Reproduce the data that follows precisely.

### RECORD SET
_____

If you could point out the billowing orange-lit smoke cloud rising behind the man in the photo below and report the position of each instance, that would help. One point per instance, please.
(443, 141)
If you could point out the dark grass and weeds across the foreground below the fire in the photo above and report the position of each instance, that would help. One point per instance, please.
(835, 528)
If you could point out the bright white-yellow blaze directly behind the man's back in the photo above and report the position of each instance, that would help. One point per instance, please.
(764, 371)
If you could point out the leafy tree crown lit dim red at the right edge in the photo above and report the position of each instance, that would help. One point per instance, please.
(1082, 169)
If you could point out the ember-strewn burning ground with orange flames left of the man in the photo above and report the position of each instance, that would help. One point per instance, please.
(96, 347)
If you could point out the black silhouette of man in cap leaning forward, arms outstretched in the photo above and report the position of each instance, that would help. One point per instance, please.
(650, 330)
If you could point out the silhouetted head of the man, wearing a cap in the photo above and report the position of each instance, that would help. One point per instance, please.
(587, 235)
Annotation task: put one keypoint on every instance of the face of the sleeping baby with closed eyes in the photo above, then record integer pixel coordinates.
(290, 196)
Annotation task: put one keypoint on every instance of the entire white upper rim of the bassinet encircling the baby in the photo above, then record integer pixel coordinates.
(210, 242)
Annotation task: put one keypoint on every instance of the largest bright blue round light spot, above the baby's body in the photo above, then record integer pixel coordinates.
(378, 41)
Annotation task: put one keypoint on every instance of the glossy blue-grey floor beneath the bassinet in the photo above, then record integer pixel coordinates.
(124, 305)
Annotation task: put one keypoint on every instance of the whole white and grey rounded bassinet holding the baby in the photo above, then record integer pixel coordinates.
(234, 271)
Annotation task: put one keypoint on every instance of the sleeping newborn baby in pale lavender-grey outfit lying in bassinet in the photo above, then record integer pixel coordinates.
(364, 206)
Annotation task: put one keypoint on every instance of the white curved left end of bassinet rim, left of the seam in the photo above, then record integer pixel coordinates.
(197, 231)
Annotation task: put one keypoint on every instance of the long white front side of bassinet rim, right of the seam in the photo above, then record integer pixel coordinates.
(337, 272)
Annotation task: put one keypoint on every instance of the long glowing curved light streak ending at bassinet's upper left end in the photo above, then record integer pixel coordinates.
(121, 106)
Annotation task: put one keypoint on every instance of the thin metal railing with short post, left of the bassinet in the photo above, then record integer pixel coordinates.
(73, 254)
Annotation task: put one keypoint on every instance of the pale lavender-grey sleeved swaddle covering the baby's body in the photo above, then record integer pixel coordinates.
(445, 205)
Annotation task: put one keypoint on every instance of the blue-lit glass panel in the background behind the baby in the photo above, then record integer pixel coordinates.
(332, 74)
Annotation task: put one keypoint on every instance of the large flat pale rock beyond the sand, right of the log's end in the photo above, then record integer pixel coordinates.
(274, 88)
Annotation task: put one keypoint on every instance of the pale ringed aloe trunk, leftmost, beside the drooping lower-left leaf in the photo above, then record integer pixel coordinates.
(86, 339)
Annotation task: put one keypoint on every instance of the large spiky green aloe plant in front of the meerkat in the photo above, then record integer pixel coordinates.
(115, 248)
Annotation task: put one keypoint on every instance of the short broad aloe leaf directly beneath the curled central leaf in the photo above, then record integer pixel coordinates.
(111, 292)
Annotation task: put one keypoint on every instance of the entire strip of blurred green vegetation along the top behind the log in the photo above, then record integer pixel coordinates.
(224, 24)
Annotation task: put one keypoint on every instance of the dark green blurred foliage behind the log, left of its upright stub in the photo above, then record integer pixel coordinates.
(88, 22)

_____

### RESPONSE BELOW
If you could point out the billowing orange-lit smoke cloud rising behind the man in the photo below and report the position of each instance, that would help. One point per instance, please.
(443, 141)
If you could point out the dark grass and weeds across the foreground below the fire in the photo above and report the position of each instance, that would help. One point per instance, please.
(835, 528)
If you could point out the bright white-yellow blaze directly behind the man's back in the photo above and report the position of each instance, that would help. One point per instance, please.
(764, 371)
If you could point out the leafy tree crown lit dim red at the right edge in the photo above and report the position of each instance, that would help. One point per instance, please.
(1082, 169)
If you could point out the ember-strewn burning ground with orange flames left of the man in the photo above and report the position of each instance, that would help. One point per instance, please.
(96, 347)
If you could point out the black silhouette of man in cap leaning forward, arms outstretched in the photo above and report the position of each instance, that would help. One point per instance, please.
(650, 330)
If you could point out the silhouetted head of the man, wearing a cap in the photo above and report the position of each instance, that would help. One point per instance, please.
(587, 235)
Annotation task: put one keypoint on every instance of the face of the sleeping baby with closed eyes in the photo above, then record integer pixel coordinates.
(290, 196)
Annotation task: put one keypoint on every instance of the entire white upper rim of the bassinet encircling the baby in the photo above, then record integer pixel coordinates.
(210, 242)
Annotation task: put one keypoint on every instance of the largest bright blue round light spot, above the baby's body in the photo above, then record integer pixel coordinates.
(378, 41)
Annotation task: put one keypoint on every instance of the glossy blue-grey floor beneath the bassinet in the photo above, then record integer pixel coordinates.
(124, 305)
Annotation task: put one keypoint on every instance of the whole white and grey rounded bassinet holding the baby in the photo above, then record integer pixel coordinates.
(234, 271)
Annotation task: put one keypoint on every instance of the sleeping newborn baby in pale lavender-grey outfit lying in bassinet in the photo above, then record integer pixel coordinates.
(364, 206)
Annotation task: put one keypoint on every instance of the white curved left end of bassinet rim, left of the seam in the photo above, then record integer pixel coordinates.
(197, 231)
Annotation task: put one keypoint on every instance of the long white front side of bassinet rim, right of the seam in the photo above, then record integer pixel coordinates.
(337, 272)
Annotation task: put one keypoint on every instance of the long glowing curved light streak ending at bassinet's upper left end in the photo above, then record integer pixel coordinates.
(121, 106)
Annotation task: put one keypoint on every instance of the thin metal railing with short post, left of the bassinet in the photo above, then record integer pixel coordinates.
(73, 254)
Annotation task: put one keypoint on every instance of the pale lavender-grey sleeved swaddle covering the baby's body in the photo above, then record integer pixel coordinates.
(445, 205)
Annotation task: put one keypoint on every instance of the blue-lit glass panel in the background behind the baby in the photo above, then record integer pixel coordinates.
(332, 74)
Annotation task: put one keypoint on every instance of the large flat pale rock beyond the sand, right of the log's end in the photo above, then record integer pixel coordinates.
(274, 88)
Annotation task: put one keypoint on every instance of the pale ringed aloe trunk, leftmost, beside the drooping lower-left leaf in the photo above, then record integer pixel coordinates.
(86, 339)
Annotation task: put one keypoint on every instance of the large spiky green aloe plant in front of the meerkat in the photo above, then record integer pixel coordinates.
(115, 248)
Annotation task: put one keypoint on every instance of the short broad aloe leaf directly beneath the curled central leaf in the photo above, then record integer pixel coordinates.
(111, 292)
Annotation task: put one keypoint on every instance of the entire strip of blurred green vegetation along the top behind the log in the photo above, then record integer pixel coordinates.
(224, 24)
Annotation task: put one keypoint on every instance of the dark green blurred foliage behind the log, left of its upright stub in the photo above, then record integer pixel coordinates.
(88, 22)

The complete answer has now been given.